Tasks to complete:
1. Answer these questions about the blog post about lists, each on its own line:
(a) Whose comments on Lean in a Nutshell does the writer mention?
(b) How many new year's resolutions does the writer intend to make?
(c) Which programming construct is given as an example of an esoteric one?
2. Reproduce everything in the blog post about lists from "This is definitely" down to "a further entry.".
3. Pick up the blog post about lists after its last sentence and write what comes next.

Text provided:
────────────────────────────────────────
I'm no good at making lists. A lot of interesting content I come across is organized in lists; I'm thinking most recently Keith's comments on Lean in a Nutshell, but also (more or less at random) posts by Johanna on Phone Screens, Esther on Management Skills, etc. My mind just doesn't seem to work that way, so I'm usually envious when I see someone rattle off a series of bullet points that actually add up to useful advice or a well thought out model of whatever is being discussed.

This is definitely the time of the year to be making a list, as we gear up to list all the new year's resolutions we definitely won't keep this time around. I'm not even going to make a single one, but as an exercise I want to try my hand at a list.

For starters, and without further ado, a list of the things that would make for an interesting list in a further entry.

  • A list of all the things that need doing in a software project, which make it so easy to never actually do any programming
  • A list of ideas from the Java language that I've transposed to other languages
  • A list of more or less esoteric programming constructs, such as continuations, with musings on the circumstances under which they might be refactoring targets
  • A list of things a manager usually does which a team could do just as well
  • A list of categories actually appropriate to classify my own entries on this blog

Now we'll see if I can overcome my aversion for lists a second time, sometime during the coming year, and actually expand one of these (or a different one altogether, I'm not ruling that out).
────────────────────────────────────────
Supplied data:
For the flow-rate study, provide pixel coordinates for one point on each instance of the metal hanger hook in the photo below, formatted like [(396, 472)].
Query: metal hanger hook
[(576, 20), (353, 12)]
────────────────────────────────────────
Answers below:
1.
(a) Keith's.
(b) Not a single one.
(c) Continuations.

2.
This is definitely the time of the year to be making a list, as we gear up to list all the new year's resolutions we definitely won't keep this time around. I'm not even going to make a single one, but as an exercise I want to try my hand at a list.

For starters, and without further ado, a list of the things that would make for an interesting list in a further entry.

3.
- Private Life Of The Brain - three comments / No trackbacks - §

27 December 03 - 14:26Fallow times

Like Keith, I keep a largish folder of bookmarks bearing the title "To Blog". I don't know why I do this, since none of the addresses in there has ever been the basis for a blog entry of mine.

The folder contains items that struck me as interesting in the peculiar way that gives rise to the tought "Oh, I might blog about this." In theory, it is there to dip into when I've run out of "live" topics : the ones I get worked up about, enough so that I'll actually write an entry to get it out of my system.

In practice, if there isn't anything I get worked up about, I don't blog. The "To Blog" folder serves more as a trail of breadcrumbs, telling me where the "subsidiary" focus of my attention has been over time. (The blog itself is a trail of breadcrumbs too, telling me what I've gotten worked up about over time.)

Right now - for the last week or so - I can't get worked up about much of anything. It's the holiday season - I haven't been at the computer much, I've been thinking mostly about gifts and meal and wine, fooling around with the children and so on. Thoughts of projects or programming are not too present right now. I'm also wondering if this could perhaps be a fallow season.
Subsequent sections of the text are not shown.